━━ DATA PROVIDED ━━
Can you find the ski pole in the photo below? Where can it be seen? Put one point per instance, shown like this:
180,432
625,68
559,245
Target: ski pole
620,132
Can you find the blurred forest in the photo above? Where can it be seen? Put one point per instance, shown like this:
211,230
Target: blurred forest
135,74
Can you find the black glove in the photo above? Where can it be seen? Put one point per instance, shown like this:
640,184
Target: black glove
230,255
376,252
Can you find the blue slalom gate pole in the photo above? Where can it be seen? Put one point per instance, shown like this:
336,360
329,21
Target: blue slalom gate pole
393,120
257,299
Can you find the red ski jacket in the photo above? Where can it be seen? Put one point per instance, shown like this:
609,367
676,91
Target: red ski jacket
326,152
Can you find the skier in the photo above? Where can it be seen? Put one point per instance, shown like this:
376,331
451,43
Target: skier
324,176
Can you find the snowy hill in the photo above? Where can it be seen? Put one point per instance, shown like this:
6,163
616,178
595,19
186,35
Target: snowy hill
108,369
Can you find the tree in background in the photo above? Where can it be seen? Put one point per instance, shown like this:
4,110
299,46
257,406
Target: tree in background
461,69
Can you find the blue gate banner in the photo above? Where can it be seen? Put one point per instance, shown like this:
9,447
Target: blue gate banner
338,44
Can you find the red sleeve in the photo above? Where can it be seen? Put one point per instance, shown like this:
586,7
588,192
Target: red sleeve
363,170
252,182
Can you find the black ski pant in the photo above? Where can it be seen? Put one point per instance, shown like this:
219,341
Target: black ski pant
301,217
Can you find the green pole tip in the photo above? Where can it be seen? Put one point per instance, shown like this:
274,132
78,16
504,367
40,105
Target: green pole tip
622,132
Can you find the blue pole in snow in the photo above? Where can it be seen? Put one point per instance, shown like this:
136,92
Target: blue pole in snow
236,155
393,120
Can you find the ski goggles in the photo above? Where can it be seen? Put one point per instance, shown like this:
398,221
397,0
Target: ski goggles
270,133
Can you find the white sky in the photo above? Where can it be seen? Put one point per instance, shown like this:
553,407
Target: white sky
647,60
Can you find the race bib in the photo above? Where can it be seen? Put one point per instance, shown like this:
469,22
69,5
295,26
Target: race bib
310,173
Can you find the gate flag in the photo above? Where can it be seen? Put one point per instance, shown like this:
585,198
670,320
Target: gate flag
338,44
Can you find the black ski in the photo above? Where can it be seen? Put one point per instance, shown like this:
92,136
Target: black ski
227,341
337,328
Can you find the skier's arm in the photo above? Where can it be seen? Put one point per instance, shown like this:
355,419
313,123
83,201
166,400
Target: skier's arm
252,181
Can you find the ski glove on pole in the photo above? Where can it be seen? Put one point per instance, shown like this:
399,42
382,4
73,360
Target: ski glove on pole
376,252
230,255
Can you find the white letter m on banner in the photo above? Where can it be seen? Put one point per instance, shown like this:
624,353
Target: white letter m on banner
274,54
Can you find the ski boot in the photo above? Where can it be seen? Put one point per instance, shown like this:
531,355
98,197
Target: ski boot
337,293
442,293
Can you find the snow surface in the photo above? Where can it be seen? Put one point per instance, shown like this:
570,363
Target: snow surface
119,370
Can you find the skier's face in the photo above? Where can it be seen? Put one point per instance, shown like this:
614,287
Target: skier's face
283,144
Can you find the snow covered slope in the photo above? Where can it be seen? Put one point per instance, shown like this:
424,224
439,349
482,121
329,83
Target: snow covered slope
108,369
━━━
▶ **TASK BRIEF**
Give the data again, exactly as it stands.

▶ **TASK OUTPUT**
Can you find the ski pole in the photo below? Where can it be seen? Put one point per instance, shown like this:
180,432
625,68
559,245
Target: ski pole
620,132
Can you find the blurred forest in the photo above? Where can it be seen? Put one point per instance, shown like this:
211,230
Target: blurred forest
135,74
Can you find the black glove in the photo above? Where can it be seen? Put one point per instance, shown like this:
640,184
Target: black glove
230,255
376,252
Can you find the blue slalom gate pole in the photo above? Where can it be seen? Put one point per instance, shown like this:
336,360
329,21
Target: blue slalom gate pole
393,120
257,299
Can you find the red ski jacket in the photo above? Where can it be seen? Put one point per instance, shown like this:
609,367
676,91
Target: red ski jacket
326,152
Can you find the skier in the photo above? Where can it be seen? Put one point per instance, shown like this:
376,331
451,43
Target: skier
324,176
Can you find the snowy hill in the photo above? Where can it be seen? Put one point per instance, shown like this:
6,163
616,178
595,19
186,35
Target: snowy hill
108,369
Can you find the tree in background in the photo above? Where can it be seen? Put one point per instance, shown like this:
4,110
299,46
257,406
Target: tree in background
461,69
Can you find the blue gate banner in the photo above? Where can it be seen? Put one point per instance, shown like this:
9,447
Target: blue gate banner
338,44
Can you find the red sleeve in the photo above? Where can it be seen? Put one point per instance, shown like this:
586,7
588,192
Target: red sleeve
363,170
252,182
Can you find the black ski pant in the photo above? Where can it be seen? Put one point per instance, shown like this:
219,341
Target: black ski pant
301,217
Can you find the green pole tip in the photo above? Where can it be seen? Put one point per instance, shown like this:
274,132
78,16
504,367
40,105
Target: green pole tip
622,132
Can you find the blue pole in snow in the photo above? Where can it be seen? Put one point per instance, shown like this:
136,92
Target: blue pole in snow
236,155
393,120
Can you find the ski goggles in the photo above? Where can it be seen? Put one point per instance, shown like this:
398,221
397,0
Target: ski goggles
270,133
Can you find the white sky in the photo above? Where can it be seen? Put one point per instance, shown like this:
553,407
Target: white sky
647,60
Can you find the race bib in the photo above? Where can it be seen? Put one point per instance, shown like this:
469,22
69,5
295,26
Target: race bib
310,173
Can you find the gate flag in the photo above? Where can it be seen? Put one point per instance, shown like this:
585,198
670,320
Target: gate flag
338,44
Can you find the black ski in the photo above? Where can it be seen? Put one point per instance, shown like this:
92,136
Target: black ski
227,341
337,328
Can you find the skier's arm in the photo above? Where can it be seen? Put one point per instance, shown like this:
355,419
313,123
83,201
166,400
Target: skier's arm
252,181
Can you find the ski glove on pole in the photo above? Where can it be seen? Put one point per instance, shown like this:
399,42
382,4
73,360
Target: ski glove on pole
376,252
230,255
Can you find the white letter m on banner in the photo above? Where can it be seen? Put one point per instance, shown like this:
624,353
Target: white letter m on banner
274,54
Can you find the ski boot in the photo above? Where can it be seen? Put one point per instance, shown like this:
531,355
98,197
Target: ski boot
337,293
442,293
Can you find the snow surface in the photo above? Where can it be seen? Put one point per instance, shown like this:
570,363
Target: snow surface
119,370
Can you find the skier's face in the photo above? Where can it be seen? Put one point per instance, shown like this:
614,287
Target: skier's face
283,144
Can you find the snow covered slope in the photo above? Where can it be seen? Put one point per instance, shown like this:
424,224
439,349
482,121
329,83
Target: snow covered slope
108,369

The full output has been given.